__Material for this task__.
----
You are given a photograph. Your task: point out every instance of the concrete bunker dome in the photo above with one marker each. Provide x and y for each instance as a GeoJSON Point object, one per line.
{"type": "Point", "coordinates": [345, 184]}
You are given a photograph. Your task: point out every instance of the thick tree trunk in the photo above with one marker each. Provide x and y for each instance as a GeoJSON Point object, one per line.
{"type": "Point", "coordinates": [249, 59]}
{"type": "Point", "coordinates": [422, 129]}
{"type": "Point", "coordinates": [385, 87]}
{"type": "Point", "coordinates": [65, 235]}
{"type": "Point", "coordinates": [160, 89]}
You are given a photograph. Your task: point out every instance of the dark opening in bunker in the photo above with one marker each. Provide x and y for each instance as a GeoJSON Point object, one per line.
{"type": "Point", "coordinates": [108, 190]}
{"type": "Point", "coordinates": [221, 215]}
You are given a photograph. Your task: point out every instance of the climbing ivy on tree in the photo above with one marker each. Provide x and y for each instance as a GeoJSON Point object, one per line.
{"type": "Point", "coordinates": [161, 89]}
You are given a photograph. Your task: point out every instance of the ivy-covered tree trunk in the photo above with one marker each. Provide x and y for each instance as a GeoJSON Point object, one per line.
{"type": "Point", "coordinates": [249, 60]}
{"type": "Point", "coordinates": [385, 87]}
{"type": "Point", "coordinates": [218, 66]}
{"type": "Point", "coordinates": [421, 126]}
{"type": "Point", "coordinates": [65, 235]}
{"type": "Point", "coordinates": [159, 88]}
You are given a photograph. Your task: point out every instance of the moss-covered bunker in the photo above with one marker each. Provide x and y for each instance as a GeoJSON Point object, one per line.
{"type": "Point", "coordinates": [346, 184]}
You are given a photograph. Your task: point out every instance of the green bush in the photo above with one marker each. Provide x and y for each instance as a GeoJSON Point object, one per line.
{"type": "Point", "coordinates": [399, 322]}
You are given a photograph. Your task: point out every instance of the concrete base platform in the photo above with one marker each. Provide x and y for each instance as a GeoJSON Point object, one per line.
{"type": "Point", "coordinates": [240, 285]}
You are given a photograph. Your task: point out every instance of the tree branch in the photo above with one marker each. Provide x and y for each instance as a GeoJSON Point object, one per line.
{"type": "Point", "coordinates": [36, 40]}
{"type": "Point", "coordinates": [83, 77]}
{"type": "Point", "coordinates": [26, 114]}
----
Return everything in the records. Keep each line exactly as written.

__Answer section__.
You are given a photograph. Your task: point out every instance of the concrete bunker dome in the photo above with one marker each. Provide x and y for each instance as a GeoJSON Point object, one per line.
{"type": "Point", "coordinates": [345, 184]}
You are given a photograph. Your task: point out every instance of the thick tree trunk in the photo above with one marker each. Provide x and y for each instance as a GeoJSON Point object, one per line.
{"type": "Point", "coordinates": [249, 59]}
{"type": "Point", "coordinates": [422, 129]}
{"type": "Point", "coordinates": [385, 87]}
{"type": "Point", "coordinates": [65, 235]}
{"type": "Point", "coordinates": [160, 89]}
You are given a photograph. Your task: point out every instance of the dark opening in bunker in the photo above with one marker each. Provide x and y for each instance as a GeoJSON Point object, one per line.
{"type": "Point", "coordinates": [108, 190]}
{"type": "Point", "coordinates": [221, 215]}
You are given a photograph. Your task: point out every instance of the climbing ivy on tree in the photo above with one marker each. Provide x and y for each instance as a GeoJSON Point object, one per line.
{"type": "Point", "coordinates": [161, 89]}
You are given a photograph. Your task: point out every instance of the ivy-covered tree trunk in the photo above with one marker each. Provide x and y for each instance as a GeoJSON Point object, one per line.
{"type": "Point", "coordinates": [249, 60]}
{"type": "Point", "coordinates": [385, 87]}
{"type": "Point", "coordinates": [218, 66]}
{"type": "Point", "coordinates": [421, 126]}
{"type": "Point", "coordinates": [65, 235]}
{"type": "Point", "coordinates": [159, 88]}
You are given a photograph. Your task: point out every instance of the moss-covered bunker in the photo above with one marker each. Provide x and y for each instance as a GeoJSON Point object, one per line.
{"type": "Point", "coordinates": [346, 184]}
You are given a photograph. Your task: point out every instance of the green bush in the photo above with one marker each. Provide x and y for each instance as a GeoJSON Point object, one per line.
{"type": "Point", "coordinates": [399, 322]}
You are given a photograph. Your task: point out every instance of the concrete base platform in the photo above with one marker each. Provide x and y for each instance as a GeoJSON Point object, one per line.
{"type": "Point", "coordinates": [240, 285]}
You are given a photograph. Your task: point out every instance of the tree branch in the photo above with one marker each. Provide x and y for each instance as a GeoJSON Point object, one per line.
{"type": "Point", "coordinates": [36, 40]}
{"type": "Point", "coordinates": [83, 77]}
{"type": "Point", "coordinates": [26, 114]}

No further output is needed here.